→ **Work to be completed**
Search the data for "pebble". Return each matching line.

→ **Information given**
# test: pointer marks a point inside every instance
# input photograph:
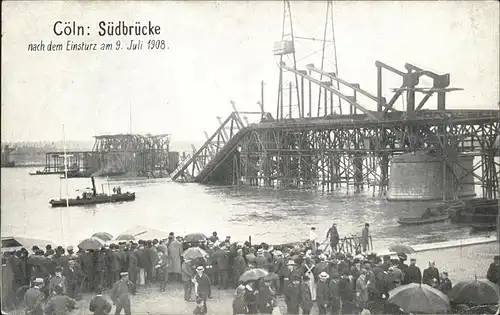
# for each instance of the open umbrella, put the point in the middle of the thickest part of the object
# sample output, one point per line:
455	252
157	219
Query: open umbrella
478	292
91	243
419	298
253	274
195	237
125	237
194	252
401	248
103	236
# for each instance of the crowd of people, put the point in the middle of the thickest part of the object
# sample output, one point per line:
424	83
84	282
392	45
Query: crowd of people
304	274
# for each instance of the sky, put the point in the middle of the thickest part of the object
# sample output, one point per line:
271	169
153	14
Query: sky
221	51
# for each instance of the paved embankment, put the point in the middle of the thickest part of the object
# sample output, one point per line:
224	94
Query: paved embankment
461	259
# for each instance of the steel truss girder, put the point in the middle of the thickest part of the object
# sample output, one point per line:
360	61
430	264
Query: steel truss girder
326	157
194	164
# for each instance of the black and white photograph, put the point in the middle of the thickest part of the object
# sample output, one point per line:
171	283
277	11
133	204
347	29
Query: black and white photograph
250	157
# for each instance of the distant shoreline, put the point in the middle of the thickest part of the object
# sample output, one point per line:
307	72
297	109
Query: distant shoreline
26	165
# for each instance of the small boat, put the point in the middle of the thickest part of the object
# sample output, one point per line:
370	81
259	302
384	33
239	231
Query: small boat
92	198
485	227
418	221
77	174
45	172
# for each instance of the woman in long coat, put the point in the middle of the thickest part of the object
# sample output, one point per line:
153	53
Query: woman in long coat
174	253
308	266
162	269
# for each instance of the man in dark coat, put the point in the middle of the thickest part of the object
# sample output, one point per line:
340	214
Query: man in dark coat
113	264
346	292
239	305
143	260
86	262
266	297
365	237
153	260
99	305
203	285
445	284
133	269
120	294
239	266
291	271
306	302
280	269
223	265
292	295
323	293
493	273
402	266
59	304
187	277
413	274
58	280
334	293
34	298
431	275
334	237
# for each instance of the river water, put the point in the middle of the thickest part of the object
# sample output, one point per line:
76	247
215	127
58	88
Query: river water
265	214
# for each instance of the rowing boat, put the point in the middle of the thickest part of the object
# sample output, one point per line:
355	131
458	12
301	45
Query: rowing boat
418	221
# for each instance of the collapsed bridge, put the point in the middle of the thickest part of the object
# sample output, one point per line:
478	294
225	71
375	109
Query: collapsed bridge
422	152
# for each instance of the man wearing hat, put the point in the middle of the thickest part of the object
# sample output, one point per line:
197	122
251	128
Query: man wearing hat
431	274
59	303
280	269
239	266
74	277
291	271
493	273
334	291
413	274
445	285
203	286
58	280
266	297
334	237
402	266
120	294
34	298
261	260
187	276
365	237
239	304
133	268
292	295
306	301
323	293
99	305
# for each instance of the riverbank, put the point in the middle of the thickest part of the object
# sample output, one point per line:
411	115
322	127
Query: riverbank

--

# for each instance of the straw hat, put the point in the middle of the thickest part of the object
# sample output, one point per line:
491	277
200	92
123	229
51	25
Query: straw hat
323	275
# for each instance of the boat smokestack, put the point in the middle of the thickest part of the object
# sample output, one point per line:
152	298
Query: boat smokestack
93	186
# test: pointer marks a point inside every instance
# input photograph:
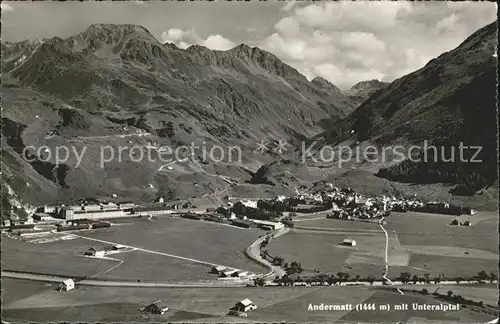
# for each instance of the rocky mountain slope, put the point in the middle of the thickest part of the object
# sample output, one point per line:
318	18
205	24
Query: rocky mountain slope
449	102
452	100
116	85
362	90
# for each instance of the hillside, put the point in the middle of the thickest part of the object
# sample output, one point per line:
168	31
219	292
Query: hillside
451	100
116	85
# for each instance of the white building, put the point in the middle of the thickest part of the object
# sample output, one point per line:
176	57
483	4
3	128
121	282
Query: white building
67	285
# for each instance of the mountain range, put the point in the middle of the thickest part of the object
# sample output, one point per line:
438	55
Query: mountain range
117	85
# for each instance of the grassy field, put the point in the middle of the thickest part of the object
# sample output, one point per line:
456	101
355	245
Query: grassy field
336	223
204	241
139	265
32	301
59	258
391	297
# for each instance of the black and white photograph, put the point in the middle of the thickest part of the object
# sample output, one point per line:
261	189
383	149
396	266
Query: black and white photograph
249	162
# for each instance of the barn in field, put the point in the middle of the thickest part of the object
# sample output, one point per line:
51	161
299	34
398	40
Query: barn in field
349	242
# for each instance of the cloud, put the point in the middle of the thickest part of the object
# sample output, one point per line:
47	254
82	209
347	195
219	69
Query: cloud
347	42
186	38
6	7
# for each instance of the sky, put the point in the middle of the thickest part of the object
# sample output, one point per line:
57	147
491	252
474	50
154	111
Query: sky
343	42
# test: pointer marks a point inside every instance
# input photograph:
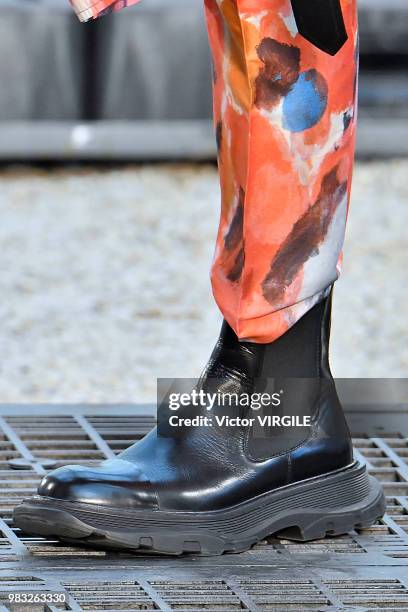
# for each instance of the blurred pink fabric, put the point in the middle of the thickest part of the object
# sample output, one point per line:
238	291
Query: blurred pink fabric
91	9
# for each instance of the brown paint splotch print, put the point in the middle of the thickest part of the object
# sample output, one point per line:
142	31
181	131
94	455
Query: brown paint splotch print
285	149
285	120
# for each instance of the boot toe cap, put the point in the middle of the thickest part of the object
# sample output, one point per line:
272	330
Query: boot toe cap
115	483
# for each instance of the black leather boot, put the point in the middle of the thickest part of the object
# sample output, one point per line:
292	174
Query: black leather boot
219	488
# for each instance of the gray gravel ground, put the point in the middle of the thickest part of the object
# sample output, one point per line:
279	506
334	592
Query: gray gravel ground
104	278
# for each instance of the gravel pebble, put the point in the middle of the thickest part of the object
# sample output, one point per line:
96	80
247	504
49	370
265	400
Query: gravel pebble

→ **Answer section**
# for each instance of the gravel pebble, put the point in the middle of the thickest part of the object
Query: gravel pebble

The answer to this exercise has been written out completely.